» Activity: Show every line in the records below that contains the word "gravel".

» Records for the task:
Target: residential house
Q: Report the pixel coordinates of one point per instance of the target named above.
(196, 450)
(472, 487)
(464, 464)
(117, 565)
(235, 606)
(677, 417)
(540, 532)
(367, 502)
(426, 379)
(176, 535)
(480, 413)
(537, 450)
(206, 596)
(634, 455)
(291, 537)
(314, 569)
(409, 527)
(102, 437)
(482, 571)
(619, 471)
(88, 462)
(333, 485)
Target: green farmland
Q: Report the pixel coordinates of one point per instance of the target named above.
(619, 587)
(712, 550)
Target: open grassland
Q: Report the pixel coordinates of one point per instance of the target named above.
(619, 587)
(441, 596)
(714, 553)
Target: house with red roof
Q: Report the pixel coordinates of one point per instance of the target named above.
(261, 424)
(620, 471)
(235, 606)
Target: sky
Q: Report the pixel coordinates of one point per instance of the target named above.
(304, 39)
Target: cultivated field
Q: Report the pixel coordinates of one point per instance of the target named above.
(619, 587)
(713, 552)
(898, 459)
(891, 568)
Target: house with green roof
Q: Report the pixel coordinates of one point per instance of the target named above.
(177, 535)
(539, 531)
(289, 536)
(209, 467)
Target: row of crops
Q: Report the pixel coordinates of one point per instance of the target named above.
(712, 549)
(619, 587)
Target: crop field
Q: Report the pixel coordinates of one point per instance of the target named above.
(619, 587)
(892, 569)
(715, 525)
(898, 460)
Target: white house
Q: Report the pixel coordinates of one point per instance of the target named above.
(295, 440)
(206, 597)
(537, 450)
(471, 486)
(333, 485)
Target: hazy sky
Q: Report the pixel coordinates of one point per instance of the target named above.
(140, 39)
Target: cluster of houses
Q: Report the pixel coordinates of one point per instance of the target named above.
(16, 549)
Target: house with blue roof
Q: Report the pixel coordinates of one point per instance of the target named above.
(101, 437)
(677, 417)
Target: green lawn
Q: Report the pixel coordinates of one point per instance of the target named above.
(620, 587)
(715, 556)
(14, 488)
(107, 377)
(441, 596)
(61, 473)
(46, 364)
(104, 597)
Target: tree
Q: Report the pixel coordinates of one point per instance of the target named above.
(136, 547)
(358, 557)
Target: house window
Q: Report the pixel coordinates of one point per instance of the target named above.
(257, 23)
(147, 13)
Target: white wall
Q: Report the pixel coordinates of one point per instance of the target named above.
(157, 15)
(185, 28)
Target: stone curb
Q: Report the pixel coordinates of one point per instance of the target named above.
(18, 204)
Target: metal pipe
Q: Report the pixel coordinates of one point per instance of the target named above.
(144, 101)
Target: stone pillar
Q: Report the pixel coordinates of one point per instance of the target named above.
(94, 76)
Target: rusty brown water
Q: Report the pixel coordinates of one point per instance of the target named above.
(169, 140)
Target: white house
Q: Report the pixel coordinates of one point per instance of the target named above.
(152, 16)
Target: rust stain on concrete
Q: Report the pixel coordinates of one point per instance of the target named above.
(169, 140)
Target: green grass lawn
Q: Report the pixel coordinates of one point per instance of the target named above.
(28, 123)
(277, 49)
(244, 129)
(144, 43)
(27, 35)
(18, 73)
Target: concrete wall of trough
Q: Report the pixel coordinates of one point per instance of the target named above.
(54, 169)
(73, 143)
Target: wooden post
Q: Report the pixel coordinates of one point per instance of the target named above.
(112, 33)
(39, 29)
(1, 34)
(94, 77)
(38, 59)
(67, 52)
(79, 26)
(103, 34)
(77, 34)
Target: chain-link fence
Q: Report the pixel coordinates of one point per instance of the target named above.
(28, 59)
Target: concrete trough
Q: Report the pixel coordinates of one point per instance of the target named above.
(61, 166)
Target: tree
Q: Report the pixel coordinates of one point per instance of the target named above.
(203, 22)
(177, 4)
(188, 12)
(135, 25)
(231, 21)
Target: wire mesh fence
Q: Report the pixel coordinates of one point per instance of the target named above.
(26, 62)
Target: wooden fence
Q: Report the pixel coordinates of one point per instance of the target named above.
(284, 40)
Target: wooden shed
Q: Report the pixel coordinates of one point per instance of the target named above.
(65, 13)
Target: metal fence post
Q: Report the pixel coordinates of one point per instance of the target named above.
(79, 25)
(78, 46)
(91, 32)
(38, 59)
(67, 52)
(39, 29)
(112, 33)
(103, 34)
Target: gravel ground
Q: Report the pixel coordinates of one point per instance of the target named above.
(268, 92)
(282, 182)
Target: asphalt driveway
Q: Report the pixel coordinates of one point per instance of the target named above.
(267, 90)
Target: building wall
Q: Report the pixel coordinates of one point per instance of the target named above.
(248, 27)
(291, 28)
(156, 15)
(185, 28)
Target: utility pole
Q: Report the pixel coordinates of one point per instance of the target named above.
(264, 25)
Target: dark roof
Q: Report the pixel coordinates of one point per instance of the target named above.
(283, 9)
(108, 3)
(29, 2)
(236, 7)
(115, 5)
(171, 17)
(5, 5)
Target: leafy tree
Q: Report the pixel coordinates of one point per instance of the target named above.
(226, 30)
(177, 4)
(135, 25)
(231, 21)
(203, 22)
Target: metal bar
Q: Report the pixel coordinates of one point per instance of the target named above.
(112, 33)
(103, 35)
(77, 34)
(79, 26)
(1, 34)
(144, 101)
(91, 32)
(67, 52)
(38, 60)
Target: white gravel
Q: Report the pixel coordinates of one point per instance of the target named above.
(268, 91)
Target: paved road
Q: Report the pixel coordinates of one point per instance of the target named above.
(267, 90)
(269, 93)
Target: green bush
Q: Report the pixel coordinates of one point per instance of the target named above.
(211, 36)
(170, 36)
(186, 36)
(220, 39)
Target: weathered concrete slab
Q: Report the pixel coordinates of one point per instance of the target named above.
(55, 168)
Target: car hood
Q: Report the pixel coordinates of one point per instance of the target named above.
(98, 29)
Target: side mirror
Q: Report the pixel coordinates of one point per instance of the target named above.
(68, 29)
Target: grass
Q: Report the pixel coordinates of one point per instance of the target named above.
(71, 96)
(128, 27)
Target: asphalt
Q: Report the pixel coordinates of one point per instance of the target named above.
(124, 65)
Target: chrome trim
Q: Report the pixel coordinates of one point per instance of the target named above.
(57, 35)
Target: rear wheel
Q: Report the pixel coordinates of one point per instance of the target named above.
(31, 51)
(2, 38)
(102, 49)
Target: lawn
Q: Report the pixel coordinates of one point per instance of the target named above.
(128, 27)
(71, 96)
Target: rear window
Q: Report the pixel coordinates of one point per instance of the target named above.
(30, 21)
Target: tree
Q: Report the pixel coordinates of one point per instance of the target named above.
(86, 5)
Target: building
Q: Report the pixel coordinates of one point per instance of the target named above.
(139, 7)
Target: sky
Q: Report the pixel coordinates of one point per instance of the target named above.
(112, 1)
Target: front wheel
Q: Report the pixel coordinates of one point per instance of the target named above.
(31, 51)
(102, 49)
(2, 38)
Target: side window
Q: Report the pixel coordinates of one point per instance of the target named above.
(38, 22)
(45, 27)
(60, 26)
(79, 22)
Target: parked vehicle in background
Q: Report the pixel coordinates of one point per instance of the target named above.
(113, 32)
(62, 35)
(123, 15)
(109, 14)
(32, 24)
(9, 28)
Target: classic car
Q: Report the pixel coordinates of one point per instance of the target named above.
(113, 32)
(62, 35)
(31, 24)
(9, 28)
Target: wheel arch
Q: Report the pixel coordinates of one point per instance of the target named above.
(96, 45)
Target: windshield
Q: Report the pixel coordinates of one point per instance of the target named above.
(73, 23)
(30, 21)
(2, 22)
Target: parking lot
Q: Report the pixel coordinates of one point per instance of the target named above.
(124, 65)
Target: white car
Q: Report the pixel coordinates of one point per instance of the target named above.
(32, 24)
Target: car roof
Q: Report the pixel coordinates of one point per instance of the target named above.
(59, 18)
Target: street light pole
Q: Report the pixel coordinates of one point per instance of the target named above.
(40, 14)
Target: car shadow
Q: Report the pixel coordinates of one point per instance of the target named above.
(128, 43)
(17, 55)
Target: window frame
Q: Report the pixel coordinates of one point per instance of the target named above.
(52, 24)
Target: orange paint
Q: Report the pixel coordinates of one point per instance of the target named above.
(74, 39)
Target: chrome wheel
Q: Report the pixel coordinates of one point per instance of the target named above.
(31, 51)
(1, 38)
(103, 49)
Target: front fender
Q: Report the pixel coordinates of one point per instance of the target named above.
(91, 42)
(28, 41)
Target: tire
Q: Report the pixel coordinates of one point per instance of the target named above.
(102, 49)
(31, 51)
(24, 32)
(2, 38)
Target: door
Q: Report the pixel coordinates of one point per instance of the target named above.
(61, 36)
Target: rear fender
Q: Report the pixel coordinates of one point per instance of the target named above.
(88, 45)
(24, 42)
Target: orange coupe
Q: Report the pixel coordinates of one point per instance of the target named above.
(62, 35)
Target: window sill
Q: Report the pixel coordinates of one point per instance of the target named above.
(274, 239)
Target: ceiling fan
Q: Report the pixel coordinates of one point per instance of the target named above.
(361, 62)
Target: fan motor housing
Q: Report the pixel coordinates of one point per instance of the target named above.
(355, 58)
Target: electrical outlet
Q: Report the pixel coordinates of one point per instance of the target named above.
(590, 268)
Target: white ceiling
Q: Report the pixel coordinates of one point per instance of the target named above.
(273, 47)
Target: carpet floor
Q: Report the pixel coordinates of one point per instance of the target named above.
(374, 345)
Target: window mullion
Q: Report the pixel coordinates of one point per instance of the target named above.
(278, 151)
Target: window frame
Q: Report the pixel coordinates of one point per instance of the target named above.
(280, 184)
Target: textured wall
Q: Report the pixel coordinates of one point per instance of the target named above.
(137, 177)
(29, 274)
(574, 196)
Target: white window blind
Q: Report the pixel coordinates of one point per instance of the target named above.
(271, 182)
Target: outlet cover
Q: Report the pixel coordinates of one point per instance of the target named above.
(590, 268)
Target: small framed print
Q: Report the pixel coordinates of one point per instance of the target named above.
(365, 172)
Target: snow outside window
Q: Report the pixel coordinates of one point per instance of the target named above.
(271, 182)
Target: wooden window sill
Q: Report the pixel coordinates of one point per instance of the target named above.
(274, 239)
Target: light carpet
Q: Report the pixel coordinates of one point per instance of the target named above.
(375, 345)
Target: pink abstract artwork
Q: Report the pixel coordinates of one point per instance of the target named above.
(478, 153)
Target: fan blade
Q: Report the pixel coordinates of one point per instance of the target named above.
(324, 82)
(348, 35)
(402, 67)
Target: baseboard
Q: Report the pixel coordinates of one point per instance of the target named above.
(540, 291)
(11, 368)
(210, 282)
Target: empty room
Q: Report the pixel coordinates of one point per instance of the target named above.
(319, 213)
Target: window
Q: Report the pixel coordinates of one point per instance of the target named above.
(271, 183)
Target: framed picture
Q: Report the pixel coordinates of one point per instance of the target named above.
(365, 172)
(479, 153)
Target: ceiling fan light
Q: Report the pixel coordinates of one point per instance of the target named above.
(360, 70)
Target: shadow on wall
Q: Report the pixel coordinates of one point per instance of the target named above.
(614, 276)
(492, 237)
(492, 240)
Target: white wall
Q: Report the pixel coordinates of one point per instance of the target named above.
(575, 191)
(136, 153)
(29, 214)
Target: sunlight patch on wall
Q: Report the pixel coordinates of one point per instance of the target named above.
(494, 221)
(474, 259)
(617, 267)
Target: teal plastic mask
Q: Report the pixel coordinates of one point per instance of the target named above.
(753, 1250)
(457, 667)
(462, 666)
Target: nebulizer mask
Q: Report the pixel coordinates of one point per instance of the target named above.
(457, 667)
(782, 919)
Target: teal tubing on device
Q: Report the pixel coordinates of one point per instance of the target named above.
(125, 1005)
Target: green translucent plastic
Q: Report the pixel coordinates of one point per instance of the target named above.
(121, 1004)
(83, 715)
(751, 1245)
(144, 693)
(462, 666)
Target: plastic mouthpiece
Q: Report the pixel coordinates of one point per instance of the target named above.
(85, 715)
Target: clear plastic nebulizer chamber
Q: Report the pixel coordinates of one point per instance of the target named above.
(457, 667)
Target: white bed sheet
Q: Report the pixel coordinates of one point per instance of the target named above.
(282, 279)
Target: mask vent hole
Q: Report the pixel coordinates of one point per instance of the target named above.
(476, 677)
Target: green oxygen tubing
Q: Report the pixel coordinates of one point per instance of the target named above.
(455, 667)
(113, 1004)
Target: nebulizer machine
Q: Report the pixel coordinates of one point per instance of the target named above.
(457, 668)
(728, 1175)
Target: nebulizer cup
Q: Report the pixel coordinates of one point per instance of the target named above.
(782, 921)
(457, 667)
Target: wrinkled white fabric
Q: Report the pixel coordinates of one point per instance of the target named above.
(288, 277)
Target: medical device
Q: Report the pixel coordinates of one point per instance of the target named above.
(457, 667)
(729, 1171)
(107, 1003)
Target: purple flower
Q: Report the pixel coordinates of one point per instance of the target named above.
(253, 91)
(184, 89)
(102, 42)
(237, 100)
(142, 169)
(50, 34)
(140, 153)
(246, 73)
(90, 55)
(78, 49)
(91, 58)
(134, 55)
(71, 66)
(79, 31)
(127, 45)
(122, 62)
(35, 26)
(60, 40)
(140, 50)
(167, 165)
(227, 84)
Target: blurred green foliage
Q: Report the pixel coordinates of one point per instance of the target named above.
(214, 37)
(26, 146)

» Exercise response:
Target: gravel ground
Target: white gravel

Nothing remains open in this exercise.